▶ **Provided passage**:
Proceedings of ISP RAS


Applying Time Series to The Task of Background User Identification Based on Their Text Data Analysis

D.V. Tsarev (MSU, Moscow), M.I. Petrovskiy (MSU, Moscow), I.V. Mashechkin (MSU, Moscow), A.Y. Korchagin (MSU, Moscow), V.Y. Korolev (MSU, Moscow)

Abstract

The paper presents the novel approach of user identification based on behavior analytics of user operations with a text information. It is offered to describe user behavior by content of his text documents. The structured representation of the considered behavioral information is carried out based on representation of documents text content in the user topic space, which is created by non-negative matrix factorization. The topic weights in the document characterize the user’s topic trend during an operating time with this document. The time variation of the topic weight values creates multidimensional time series that describe the history of user behavior when working with text data. Forecasting of such time series will allow for user identification based on estimated deviation of observed topic trend from the predicted topic weight values. This paper also presents the new time series forecasting method based on orthogonal nonnegative matrix factorization (ONMF) which is used within proposed user identification approach. It is worth noting that nonnegative matrix factorization methods were not used before for the time series forecasting task. The proposed user identification approach has been experimentally verified on the example of real corporate email correspondence created from the Enron dataset. In addition, experiments with other today popular forecasting methods have shown the superiority of proposed forecasting method in quality of user’s topic weights classification. Also we investigated two different approaches to estimates of the deviation of a time series point from the predicted value: absolute deviation and p-value estimation. Experiments have shown that both discussed approaches of deviation estimates are applicable in the proposed user identification approach.

▶ **Short task 1**:
Gather every line of the entries that contains the word "framed".
The entries have no connection to the abstract.

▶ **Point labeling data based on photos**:
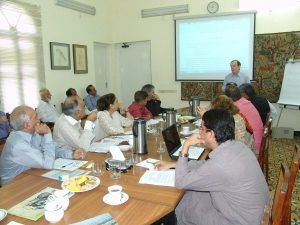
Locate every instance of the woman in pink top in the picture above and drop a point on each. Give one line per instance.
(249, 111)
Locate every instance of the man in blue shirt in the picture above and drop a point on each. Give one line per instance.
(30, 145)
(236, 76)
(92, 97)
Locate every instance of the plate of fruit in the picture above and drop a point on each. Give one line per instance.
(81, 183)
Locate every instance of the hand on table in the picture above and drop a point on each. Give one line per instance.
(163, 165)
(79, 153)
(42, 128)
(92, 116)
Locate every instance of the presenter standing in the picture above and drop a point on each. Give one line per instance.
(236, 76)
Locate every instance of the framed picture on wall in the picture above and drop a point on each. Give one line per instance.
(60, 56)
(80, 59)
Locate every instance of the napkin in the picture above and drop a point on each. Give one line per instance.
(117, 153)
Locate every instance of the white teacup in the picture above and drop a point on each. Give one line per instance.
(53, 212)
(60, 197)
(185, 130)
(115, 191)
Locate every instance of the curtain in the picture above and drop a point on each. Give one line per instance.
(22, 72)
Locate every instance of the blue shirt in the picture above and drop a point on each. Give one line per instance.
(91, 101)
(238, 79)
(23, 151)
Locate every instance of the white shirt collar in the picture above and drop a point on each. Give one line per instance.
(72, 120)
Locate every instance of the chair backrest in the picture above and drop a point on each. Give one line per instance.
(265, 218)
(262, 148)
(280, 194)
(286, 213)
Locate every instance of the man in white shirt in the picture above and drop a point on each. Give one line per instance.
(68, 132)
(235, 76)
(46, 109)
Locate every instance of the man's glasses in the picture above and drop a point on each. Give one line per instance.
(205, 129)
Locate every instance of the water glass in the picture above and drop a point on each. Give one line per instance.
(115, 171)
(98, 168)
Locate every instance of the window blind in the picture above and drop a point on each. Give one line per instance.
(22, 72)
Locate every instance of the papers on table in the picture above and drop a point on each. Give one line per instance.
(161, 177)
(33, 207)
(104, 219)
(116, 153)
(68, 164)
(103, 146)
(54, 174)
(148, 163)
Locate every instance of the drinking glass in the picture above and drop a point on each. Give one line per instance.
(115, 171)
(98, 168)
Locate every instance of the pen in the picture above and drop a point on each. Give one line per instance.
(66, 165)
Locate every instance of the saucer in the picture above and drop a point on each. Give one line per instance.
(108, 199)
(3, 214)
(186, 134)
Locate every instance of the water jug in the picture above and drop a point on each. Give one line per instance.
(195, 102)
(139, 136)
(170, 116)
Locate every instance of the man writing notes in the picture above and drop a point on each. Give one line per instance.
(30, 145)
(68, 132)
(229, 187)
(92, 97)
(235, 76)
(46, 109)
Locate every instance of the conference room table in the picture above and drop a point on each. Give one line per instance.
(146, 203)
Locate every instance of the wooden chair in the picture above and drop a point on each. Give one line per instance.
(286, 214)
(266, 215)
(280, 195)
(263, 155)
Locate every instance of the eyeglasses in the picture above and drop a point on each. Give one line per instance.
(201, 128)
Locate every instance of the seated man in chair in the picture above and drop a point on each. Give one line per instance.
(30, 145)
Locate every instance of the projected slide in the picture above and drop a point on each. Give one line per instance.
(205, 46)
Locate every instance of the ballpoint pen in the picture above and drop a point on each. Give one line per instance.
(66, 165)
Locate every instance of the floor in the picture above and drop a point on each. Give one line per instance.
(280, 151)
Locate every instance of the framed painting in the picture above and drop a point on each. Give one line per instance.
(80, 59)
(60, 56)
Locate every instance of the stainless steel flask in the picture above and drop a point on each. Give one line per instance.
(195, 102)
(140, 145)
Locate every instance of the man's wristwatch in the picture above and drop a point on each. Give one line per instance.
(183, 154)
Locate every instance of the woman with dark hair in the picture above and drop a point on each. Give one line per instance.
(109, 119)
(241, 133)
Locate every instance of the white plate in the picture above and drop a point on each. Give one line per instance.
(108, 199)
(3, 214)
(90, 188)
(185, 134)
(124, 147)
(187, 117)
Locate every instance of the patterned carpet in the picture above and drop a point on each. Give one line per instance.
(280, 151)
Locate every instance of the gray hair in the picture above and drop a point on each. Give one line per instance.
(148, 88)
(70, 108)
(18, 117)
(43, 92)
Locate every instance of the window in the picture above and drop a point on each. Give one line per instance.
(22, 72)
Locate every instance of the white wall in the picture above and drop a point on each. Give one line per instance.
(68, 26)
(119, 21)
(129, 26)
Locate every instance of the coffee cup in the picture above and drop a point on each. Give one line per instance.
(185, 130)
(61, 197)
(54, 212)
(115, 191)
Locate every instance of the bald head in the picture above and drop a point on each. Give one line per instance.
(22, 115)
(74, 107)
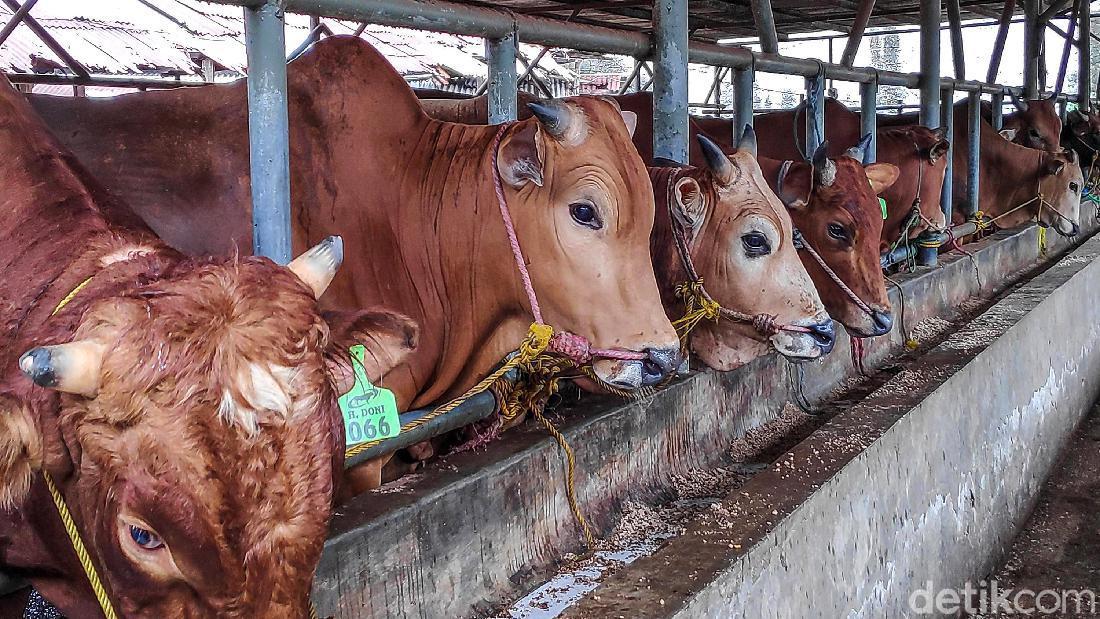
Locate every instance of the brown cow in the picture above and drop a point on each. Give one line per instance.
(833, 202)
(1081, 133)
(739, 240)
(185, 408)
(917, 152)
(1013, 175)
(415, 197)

▶ **Short task 2**:
In the abstract, what dataset was the real corporate email correspondence for the experiments created from?

▶ **Solution 1**:
Locate every instance of the framed picture on wall in the picture above and drop a point on each. Give one line per instance.
Locate every instance of the framed painting in the picture above and drop a point on each. Give one line per instance.

▶ **Solution 2**:
The Enron dataset.